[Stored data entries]
▬▬▬▬▬▬▬▬▬▬

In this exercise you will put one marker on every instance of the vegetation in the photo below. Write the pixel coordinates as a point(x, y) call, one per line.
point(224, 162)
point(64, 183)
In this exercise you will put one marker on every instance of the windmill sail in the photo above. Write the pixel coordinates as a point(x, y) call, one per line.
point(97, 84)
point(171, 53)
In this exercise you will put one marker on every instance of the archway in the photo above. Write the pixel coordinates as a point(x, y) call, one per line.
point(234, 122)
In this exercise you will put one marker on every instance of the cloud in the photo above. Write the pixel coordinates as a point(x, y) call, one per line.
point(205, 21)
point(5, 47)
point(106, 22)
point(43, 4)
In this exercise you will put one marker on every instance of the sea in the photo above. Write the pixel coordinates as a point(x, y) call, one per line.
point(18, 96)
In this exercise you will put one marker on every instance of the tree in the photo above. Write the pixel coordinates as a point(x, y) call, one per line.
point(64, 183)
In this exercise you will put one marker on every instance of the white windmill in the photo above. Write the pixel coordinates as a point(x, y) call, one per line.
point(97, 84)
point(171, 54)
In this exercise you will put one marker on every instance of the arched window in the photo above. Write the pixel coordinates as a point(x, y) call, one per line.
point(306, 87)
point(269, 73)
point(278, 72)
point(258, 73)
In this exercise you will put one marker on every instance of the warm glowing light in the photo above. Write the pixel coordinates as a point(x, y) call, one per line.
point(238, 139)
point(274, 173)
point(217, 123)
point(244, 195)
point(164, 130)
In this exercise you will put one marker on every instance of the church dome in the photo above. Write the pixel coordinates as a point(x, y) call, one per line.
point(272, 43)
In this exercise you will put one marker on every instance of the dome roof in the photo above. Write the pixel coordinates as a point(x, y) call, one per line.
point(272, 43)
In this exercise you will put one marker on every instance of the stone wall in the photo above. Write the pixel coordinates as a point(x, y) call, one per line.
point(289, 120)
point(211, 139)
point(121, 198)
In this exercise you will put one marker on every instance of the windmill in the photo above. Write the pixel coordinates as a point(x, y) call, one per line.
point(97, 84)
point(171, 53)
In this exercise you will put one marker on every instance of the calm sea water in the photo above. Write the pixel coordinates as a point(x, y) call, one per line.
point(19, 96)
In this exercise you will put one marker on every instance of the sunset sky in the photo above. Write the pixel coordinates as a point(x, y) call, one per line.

▬▬▬▬▬▬▬▬▬▬

* **What to work on**:
Rewrite the lines from the one containing "of the calm" through the final line, both included and with requests kept. Shift every coordinate in the answers by adding 25 to it.

* **Completed exercise**:
In this exercise you will put one marker on every instance of the calm sea water in the photo above. Write the pixel coordinates as a point(x, y) call, one per line.
point(44, 121)
In this exercise you will put one marker on every instance of the sunset sky in the photo above. Write the pixel coordinates as a point(x, y) call, one per line.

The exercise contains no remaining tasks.